>>>

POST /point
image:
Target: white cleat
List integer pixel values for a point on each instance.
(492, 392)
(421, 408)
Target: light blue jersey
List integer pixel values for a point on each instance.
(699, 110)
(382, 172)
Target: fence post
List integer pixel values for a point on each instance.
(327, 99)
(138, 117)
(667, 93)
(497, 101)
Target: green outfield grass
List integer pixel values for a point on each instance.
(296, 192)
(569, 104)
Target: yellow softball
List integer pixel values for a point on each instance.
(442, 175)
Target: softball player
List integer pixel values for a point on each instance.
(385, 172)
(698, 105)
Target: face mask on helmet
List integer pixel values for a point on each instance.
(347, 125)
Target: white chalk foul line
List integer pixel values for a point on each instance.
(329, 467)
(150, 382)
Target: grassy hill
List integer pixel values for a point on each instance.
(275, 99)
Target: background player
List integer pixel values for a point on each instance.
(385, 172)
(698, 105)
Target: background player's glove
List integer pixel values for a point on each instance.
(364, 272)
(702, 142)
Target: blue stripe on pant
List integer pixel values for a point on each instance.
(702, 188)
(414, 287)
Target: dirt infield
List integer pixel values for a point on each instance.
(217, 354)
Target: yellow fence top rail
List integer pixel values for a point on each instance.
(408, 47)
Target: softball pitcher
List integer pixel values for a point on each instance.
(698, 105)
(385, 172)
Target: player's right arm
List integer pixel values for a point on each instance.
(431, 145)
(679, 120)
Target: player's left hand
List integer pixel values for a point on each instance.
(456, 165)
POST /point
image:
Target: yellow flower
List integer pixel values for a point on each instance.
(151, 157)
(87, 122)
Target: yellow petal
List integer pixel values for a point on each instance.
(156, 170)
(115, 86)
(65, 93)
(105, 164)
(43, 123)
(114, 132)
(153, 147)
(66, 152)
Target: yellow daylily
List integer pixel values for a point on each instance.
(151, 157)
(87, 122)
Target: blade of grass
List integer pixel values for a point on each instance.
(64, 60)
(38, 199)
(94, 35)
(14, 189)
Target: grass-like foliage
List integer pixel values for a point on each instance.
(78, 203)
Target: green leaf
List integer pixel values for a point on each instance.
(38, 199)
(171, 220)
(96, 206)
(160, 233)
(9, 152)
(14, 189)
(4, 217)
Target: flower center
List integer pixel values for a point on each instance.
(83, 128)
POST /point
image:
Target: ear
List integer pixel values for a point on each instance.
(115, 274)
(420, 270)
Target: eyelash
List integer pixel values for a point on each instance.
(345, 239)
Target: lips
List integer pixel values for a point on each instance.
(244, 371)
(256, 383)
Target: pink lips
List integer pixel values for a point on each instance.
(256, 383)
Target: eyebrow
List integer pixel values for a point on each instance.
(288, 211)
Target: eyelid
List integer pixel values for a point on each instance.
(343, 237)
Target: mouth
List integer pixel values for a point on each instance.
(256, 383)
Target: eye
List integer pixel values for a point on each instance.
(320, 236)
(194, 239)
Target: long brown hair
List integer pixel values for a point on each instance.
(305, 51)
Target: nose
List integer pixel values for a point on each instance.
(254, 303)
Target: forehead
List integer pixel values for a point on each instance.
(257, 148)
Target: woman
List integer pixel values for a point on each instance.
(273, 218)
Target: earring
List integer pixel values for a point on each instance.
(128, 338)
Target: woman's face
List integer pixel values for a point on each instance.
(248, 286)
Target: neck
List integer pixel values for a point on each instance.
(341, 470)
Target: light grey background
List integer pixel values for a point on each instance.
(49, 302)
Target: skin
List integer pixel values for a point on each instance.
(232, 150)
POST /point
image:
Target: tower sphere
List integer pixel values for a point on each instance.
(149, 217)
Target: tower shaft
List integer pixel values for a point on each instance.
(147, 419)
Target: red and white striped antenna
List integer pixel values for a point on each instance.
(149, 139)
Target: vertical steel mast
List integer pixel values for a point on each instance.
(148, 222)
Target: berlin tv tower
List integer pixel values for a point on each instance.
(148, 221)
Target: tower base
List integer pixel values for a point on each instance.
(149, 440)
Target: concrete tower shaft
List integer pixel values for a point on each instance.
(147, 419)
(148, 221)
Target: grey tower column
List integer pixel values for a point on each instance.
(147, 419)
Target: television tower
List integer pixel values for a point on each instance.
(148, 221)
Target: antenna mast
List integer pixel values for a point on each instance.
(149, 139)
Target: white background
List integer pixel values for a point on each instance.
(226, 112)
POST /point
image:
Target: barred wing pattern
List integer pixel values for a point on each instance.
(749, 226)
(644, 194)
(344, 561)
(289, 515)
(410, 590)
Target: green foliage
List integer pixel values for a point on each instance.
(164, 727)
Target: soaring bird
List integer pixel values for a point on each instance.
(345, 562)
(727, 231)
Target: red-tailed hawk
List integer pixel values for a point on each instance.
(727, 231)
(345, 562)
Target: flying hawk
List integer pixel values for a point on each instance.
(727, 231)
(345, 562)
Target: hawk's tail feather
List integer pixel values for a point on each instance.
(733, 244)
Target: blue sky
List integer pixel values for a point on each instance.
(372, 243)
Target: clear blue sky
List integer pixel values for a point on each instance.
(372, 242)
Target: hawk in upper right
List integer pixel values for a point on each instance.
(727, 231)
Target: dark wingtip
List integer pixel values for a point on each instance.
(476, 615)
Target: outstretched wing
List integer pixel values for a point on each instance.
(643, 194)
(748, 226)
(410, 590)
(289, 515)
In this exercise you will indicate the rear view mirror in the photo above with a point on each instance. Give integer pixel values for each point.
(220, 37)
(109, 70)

<<<

__Exercise requirements__
All of the entries need to be given again, word for word.

__Answer space__
POST /point
image:
Target: white cleat
List integer pixel values for a point on each instance.
(492, 392)
(421, 408)
Target: light blue jersey
List integer pixel values for a point on each instance.
(699, 110)
(382, 172)
Target: fence post
List integer pixel values for a point on each instance.
(327, 99)
(138, 117)
(667, 93)
(497, 101)
Target: green outfield grass
List integer pixel values for a point on each instance.
(296, 192)
(569, 104)
Target: yellow softball
List integer pixel values for a point on each instance.
(442, 175)
Target: softball player
List integer pixel values for a point on each instance.
(385, 172)
(698, 105)
Target: face mask on helmet
List integer pixel values for a point on each instance.
(347, 125)
Target: white chalk foul line
List integer pixel values for a point on each instance.
(329, 467)
(150, 382)
Target: grassy hill
List integer pixel values for a point on each instance.
(275, 99)
Target: background player
List integer pixel values for a point on each instance.
(385, 172)
(698, 105)
Target: background player's glove
List integer pixel values for a point on each instance.
(364, 272)
(702, 142)
Target: blue stripe on pant
List integer pixel values for a point on each instance.
(702, 188)
(414, 287)
Target: dirt infield
List integer pixel values for a point on each instance.
(217, 354)
Target: yellow fence top rail
List integer pixel values for a point on each instance.
(408, 47)
Target: softball pitcher
List integer pixel values for a point on each instance.
(698, 105)
(385, 172)
Target: player's right arm
List integer pixel values for a point on each instance.
(431, 145)
(679, 120)
Target: player's left hand
List integer pixel values for a point on each instance.
(456, 165)
POST /point
image:
Target: yellow flower
List integer pixel values for a point on each instance.
(151, 157)
(87, 122)
Target: yellow petal
List integer pixel values for a point on each instance.
(156, 170)
(115, 86)
(65, 93)
(105, 164)
(43, 123)
(114, 132)
(153, 147)
(66, 152)
Target: yellow daylily
List integer pixel values for a point on each instance.
(151, 157)
(87, 122)
Target: blade of grass
List integer pixel values for a point on each instance.
(64, 60)
(38, 199)
(94, 35)
(14, 189)
Target: grass-like foliage
List integer pixel values for a point on each instance.
(78, 203)
Target: green leaf
List integer pixel values for a point on each instance.
(38, 199)
(171, 220)
(96, 206)
(160, 233)
(9, 152)
(14, 189)
(4, 217)
Target: flower center
List integer pixel values for a point on each instance.
(83, 128)
POST /point
image:
Target: ear
List integer pixel values for a point on each instance.
(115, 274)
(420, 270)
Target: eyelash
List integer pixel values for a point on each instance.
(345, 239)
Target: lips
List integer pixel values for a point on each instance.
(244, 371)
(256, 383)
Target: pink lips
List integer pixel values for a point on each instance.
(256, 383)
Target: eyebrow
List integer pixel values for a point on each instance.
(288, 211)
Target: eyelid
List integer pixel values for a point on each instance.
(343, 237)
Target: mouth
List integer pixel values for a point on each instance.
(256, 383)
Target: eye
List integer pixel values for a point on each instance.
(320, 236)
(194, 239)
Target: long brown hair
List integer pixel values for a point on each instance.
(305, 51)
Target: nose
List integer pixel values for a point on each instance.
(254, 303)
Target: forehead
List integer pixel values for a point on each instance.
(257, 148)
Target: woman
List integer pixel values for a point on each instance.
(273, 218)
Target: earring
List integer pixel values for a point on each instance.
(128, 338)
Target: woman's face
List integer pixel values for a point on each instance.
(248, 286)
Target: neck
List integer pixel values for a point on each instance.
(341, 470)
Target: light grey background
List integer pixel values for a point on each instance.
(49, 302)
Target: skin
List integer pixel values for a point on each instance.
(232, 150)
POST /point
image:
Target: tower sphere
List integer pixel values for a point on each instance.
(149, 217)
Target: tower shaft
List integer pixel values for a point on each instance.
(147, 419)
Target: red and white striped antenna
List integer pixel values for a point on each instance.
(149, 139)
Target: vertical steel mast
List integer pixel values for a point on each instance.
(148, 222)
Target: berlin tv tower
List integer pixel values for a point on each instance.
(148, 221)
Target: tower base
List integer pixel values for a point on each instance.
(149, 440)
Target: concrete tower shaft
List integer pixel values for a point on each instance.
(147, 419)
(148, 221)
Target: grey tower column
List integer pixel values for a point on each instance.
(147, 419)
Target: television tower
List integer pixel values for a point on each instance.
(148, 221)
Target: antenna mast
List integer pixel values for a point on each instance.
(149, 139)
Target: white background
List integer pixel values for a point on each instance.
(226, 112)
POST /point
image:
Target: barred wing pattern
List integer pixel values for a point on each instance.
(749, 226)
(644, 194)
(344, 561)
(289, 515)
(410, 590)
Target: green foliage
List integer pixel values for a point on each instance.
(164, 727)
Target: soaring bird
List integer pixel values for a point on each instance.
(345, 562)
(727, 231)
Target: red-tailed hawk
List integer pixel values for a point on each instance.
(727, 231)
(345, 562)
Target: flying hawk
List integer pixel values for a point on each instance.
(727, 231)
(345, 562)
Target: hawk's tail feather
List integer pixel values for a point on each instance.
(733, 244)
Target: blue sky
List integer pixel values for a point on each instance.
(372, 243)
Target: clear blue sky
List integer pixel values for a point on each instance.
(372, 242)
Target: hawk in upper right
List integer pixel values for a point on each instance.
(727, 231)
Target: dark wingtip
List integer pixel values for a point on each instance.
(476, 615)
Target: outstretched wing
List integer pixel values for a point on each instance.
(643, 194)
(748, 226)
(410, 590)
(289, 515)
In this exercise you will indicate the rear view mirror in the photo above with a point on each instance. Give integer pixel values for each point.
(220, 37)
(109, 70)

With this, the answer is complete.